### DATA SUPPLIED
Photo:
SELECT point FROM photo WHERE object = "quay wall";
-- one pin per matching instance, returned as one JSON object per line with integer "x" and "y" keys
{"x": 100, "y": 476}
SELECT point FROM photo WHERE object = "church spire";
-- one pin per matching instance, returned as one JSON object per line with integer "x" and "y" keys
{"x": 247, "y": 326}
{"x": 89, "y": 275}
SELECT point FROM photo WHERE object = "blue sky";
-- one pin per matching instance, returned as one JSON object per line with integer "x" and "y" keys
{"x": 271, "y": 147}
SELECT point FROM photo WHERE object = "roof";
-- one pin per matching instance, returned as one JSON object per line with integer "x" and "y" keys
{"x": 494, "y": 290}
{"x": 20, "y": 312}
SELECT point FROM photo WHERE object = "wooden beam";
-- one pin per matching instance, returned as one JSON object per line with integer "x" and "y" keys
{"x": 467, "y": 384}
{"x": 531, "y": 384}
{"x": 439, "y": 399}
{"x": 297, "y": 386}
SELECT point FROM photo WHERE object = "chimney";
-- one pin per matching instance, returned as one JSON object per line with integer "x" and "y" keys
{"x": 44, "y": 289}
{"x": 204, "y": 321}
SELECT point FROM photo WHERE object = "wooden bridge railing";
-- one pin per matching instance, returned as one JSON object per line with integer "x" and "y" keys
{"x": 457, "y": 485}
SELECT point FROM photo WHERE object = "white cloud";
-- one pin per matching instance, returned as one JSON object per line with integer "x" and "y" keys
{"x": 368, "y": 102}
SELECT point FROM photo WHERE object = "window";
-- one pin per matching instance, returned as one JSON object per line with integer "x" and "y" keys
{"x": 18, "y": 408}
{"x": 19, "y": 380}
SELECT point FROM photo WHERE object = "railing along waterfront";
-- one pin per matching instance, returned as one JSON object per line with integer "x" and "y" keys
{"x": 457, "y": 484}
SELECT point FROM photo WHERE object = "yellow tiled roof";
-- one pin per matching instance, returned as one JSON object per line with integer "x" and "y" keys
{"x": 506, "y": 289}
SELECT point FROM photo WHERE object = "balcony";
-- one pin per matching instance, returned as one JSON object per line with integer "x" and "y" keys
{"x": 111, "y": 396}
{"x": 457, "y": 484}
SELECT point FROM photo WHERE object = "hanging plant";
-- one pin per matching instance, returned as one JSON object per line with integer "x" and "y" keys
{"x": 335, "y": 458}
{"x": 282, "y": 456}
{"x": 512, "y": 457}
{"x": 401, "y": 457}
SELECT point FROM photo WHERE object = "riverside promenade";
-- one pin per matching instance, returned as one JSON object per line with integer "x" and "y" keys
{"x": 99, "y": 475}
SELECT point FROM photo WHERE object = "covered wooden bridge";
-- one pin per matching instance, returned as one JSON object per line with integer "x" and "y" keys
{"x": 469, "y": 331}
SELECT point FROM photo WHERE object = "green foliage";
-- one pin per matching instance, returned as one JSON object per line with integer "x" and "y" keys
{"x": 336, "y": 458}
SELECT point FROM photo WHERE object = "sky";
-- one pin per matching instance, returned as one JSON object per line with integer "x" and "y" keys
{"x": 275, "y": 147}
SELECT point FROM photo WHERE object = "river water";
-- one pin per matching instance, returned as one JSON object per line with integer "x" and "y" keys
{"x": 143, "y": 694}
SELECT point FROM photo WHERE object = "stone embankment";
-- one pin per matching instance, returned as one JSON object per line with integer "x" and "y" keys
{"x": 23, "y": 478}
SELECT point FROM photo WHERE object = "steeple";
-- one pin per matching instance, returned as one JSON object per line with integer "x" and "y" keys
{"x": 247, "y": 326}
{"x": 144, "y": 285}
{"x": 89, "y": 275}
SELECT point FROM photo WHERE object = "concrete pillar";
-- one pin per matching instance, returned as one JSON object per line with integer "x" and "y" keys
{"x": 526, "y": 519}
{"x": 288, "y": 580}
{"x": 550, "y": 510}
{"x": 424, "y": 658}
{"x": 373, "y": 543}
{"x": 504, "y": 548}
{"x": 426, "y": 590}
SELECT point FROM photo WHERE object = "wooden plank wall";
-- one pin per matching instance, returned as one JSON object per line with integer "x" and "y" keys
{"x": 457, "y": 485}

### SET PROBLEM
Locate every line in the entries above that contains the word "railing" and copy each one in full.

### SOLUTION TO THIS PROBLEM
SELECT point FROM photo WHERE object = "wooden bridge railing";
SELECT point FROM photo WHERE object = "railing along waterfront";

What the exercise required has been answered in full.